In retaliatory strikes on the Donald Trump administration, India on Thursday hiked import tariffs on over two dozen US goods. However, this list excludes the contentious Harley-Davidson Motorcycles.

The decision to hike duties on US goods comes after the Trump administration’s decision to unilaterally raise import levies on certain steel and aluminium products earlier this year, which had a tariff implication of Rs. 241 million on India. India’s latest measures will have an equal impact on the US.

The Finance Ministry issued two notifications on Wednesday, spelling out the new tariff structure. Normally, any change to indirect taxes such as import duty (also known as Customs duty) comes into effect from the date of the notification. However, in this case, it will apply from August 4.

A senior tax official told BusinessLine that the date for imposing the duty had been announced in advance so that “there is room for negotiation, if required”.

However, the nearly 45-day gap between the announcement and the implementation of the tariff structure has stoked concerns that importers may buy products at lower duty, hoard, and then sell at the higher rates effective after August 4. However, experts rule out such a situation as it would involve a higher working capital requirement.

_Listed records_
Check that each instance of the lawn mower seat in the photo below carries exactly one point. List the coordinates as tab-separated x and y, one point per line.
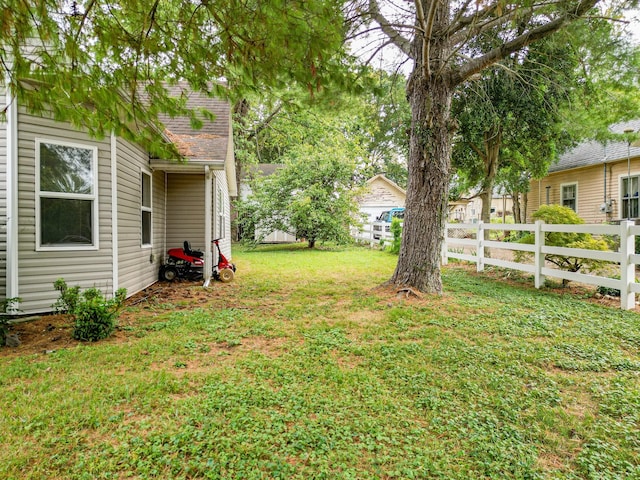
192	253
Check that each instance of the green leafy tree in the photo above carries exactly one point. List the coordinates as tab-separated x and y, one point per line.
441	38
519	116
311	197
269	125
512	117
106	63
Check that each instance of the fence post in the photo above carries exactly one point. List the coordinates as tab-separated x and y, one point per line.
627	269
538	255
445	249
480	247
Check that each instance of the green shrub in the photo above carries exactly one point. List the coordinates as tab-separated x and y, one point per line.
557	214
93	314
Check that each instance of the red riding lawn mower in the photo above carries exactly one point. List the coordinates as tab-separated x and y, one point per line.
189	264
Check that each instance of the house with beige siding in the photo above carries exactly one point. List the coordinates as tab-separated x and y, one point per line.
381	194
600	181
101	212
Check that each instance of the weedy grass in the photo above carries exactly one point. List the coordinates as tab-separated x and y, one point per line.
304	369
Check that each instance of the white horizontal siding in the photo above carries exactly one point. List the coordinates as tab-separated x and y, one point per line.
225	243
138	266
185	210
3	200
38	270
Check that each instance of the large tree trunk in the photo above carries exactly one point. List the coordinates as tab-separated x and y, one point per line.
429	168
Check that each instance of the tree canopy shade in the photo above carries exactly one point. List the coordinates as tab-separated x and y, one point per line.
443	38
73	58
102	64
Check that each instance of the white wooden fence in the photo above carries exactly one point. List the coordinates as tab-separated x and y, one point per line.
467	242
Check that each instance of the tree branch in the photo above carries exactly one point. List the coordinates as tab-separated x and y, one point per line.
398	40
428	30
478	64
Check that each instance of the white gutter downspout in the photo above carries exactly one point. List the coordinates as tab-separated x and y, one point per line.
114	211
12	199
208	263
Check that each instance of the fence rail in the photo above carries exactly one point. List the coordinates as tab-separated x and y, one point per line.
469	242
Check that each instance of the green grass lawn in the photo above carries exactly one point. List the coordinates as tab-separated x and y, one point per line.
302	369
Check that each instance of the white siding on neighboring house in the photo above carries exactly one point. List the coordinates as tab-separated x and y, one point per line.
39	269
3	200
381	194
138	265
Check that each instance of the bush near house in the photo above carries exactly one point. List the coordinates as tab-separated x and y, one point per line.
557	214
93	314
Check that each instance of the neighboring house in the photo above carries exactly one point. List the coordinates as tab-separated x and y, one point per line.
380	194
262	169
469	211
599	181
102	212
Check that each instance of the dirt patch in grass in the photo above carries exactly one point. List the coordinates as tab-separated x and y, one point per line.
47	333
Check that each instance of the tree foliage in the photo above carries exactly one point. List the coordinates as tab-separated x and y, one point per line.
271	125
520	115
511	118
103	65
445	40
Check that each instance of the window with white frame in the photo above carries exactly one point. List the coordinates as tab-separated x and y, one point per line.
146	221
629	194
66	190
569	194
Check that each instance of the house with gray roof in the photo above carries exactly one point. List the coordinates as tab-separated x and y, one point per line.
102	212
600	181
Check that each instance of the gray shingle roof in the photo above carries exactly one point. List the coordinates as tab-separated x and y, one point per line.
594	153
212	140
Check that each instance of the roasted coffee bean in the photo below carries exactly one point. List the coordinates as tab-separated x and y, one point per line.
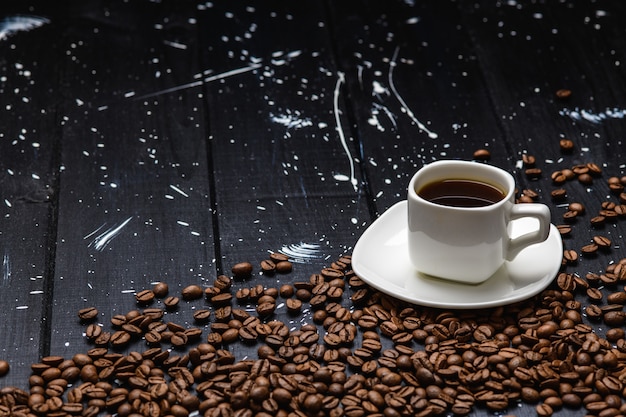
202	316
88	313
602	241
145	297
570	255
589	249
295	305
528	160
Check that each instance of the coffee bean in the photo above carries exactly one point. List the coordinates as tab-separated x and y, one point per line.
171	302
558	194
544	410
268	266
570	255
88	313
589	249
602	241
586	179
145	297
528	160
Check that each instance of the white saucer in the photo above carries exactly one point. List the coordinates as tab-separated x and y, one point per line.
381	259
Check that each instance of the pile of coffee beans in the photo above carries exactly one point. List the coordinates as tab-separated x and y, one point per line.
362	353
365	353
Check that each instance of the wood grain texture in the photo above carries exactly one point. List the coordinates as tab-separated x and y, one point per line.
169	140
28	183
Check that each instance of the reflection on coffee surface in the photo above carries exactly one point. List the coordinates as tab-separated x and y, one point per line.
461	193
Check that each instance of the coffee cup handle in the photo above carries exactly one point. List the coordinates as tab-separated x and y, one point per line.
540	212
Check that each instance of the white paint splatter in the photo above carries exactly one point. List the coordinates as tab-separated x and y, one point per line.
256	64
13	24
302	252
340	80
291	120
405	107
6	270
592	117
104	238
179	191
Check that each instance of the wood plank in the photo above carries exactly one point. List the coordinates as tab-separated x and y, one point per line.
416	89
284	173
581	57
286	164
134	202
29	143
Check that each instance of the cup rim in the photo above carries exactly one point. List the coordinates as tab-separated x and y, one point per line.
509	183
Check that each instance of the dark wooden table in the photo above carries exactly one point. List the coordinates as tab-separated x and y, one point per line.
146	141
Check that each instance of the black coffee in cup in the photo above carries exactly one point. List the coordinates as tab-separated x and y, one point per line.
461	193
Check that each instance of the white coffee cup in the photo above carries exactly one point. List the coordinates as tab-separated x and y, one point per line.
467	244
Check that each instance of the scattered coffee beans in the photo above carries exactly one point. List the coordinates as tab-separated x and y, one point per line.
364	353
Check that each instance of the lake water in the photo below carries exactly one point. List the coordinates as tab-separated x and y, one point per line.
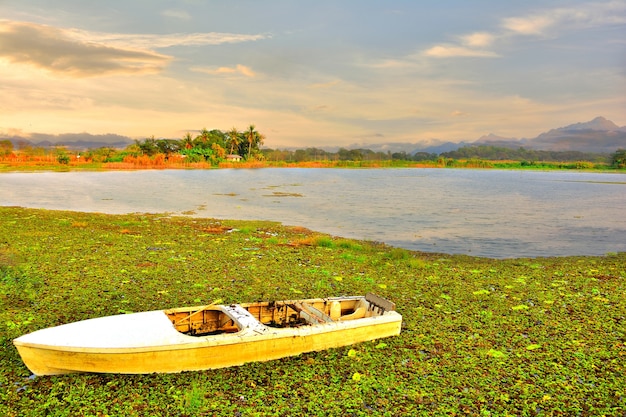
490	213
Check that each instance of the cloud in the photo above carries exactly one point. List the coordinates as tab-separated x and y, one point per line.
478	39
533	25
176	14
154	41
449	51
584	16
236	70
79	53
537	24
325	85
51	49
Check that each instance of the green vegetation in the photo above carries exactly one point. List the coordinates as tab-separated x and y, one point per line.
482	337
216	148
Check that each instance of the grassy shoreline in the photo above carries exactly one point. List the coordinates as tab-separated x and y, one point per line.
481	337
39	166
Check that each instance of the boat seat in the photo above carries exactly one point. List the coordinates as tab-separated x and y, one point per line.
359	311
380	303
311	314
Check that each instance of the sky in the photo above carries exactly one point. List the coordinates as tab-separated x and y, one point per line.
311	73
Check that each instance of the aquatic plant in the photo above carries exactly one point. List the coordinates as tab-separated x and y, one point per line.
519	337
--
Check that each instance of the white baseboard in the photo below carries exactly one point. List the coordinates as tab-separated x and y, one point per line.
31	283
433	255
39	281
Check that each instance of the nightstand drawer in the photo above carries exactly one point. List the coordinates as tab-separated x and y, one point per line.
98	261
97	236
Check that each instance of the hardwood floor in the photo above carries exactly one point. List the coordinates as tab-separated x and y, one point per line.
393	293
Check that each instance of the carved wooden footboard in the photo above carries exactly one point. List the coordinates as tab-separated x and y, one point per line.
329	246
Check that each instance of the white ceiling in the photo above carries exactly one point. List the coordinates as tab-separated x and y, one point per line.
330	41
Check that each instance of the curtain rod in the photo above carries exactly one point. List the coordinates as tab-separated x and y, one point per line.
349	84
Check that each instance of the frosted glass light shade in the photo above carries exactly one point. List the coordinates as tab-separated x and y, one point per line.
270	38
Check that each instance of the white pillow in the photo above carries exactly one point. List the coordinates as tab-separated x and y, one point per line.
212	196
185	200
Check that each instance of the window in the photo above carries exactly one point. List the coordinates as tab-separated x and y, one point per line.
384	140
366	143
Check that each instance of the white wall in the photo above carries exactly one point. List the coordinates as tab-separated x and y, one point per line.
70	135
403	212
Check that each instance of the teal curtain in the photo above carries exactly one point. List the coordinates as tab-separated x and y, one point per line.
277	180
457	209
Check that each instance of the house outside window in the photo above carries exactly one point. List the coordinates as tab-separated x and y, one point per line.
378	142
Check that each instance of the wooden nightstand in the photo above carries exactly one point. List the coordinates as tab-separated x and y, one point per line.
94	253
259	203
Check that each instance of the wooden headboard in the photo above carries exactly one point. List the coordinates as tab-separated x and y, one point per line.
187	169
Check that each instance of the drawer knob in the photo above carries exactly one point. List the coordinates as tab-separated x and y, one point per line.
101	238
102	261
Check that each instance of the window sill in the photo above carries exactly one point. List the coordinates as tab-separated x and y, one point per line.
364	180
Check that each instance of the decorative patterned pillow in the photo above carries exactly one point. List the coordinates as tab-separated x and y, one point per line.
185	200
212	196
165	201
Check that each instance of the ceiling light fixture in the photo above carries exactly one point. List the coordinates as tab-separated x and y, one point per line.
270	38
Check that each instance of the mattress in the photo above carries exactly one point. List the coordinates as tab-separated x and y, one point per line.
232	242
---
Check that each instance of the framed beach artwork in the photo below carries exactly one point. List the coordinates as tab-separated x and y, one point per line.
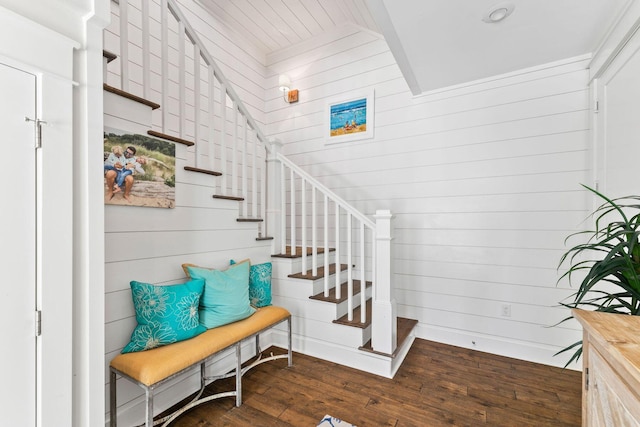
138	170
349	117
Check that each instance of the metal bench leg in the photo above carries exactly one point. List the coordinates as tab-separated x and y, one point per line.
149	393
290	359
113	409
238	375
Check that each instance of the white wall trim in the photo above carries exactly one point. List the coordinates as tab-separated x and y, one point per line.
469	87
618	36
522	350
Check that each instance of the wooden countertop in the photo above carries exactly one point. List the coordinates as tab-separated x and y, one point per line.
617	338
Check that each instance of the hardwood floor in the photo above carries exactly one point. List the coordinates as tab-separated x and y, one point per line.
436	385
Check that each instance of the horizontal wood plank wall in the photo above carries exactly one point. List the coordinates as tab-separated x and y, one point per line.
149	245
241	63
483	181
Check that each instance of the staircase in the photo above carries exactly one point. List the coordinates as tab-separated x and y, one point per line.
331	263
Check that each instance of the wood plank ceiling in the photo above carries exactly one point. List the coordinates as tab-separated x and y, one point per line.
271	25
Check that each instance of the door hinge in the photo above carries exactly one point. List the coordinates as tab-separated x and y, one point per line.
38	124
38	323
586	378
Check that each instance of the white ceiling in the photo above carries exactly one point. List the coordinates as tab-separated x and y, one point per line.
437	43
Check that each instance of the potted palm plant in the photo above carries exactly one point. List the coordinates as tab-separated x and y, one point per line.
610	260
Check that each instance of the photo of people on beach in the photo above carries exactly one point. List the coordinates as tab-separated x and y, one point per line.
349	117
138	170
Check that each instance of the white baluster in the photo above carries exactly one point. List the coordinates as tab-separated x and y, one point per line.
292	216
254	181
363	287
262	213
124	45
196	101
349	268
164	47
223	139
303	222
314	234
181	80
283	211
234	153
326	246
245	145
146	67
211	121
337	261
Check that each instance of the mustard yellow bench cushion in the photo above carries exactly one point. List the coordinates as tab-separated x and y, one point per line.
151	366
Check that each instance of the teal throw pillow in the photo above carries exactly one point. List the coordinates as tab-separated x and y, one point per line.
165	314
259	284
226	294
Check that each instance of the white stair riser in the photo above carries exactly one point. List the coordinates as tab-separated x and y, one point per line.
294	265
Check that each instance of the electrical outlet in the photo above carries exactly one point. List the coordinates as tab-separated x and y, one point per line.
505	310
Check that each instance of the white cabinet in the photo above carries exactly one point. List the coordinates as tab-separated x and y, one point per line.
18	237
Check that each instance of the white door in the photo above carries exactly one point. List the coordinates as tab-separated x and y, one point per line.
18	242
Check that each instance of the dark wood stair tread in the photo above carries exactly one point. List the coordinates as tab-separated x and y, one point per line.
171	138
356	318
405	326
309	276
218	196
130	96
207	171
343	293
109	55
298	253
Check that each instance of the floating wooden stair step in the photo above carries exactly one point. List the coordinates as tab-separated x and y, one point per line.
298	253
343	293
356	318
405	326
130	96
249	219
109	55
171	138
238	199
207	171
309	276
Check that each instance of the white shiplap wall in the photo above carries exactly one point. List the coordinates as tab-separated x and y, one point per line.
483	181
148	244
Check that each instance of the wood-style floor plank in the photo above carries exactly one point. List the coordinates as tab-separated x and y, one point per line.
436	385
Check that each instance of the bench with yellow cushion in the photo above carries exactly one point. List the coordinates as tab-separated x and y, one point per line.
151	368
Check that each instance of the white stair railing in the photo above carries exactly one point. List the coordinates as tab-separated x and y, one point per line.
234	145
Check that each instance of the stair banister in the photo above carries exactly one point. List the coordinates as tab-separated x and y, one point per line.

_Written problem_
In the text on India's tariff hike on US goods, why was the duty set to start on August 4 rather than on the date of the notifications? Answer in one to three sentences.

_The response_
A senior tax official said the date for imposing the duty was announced in advance so that "there is room for negotiation, if required."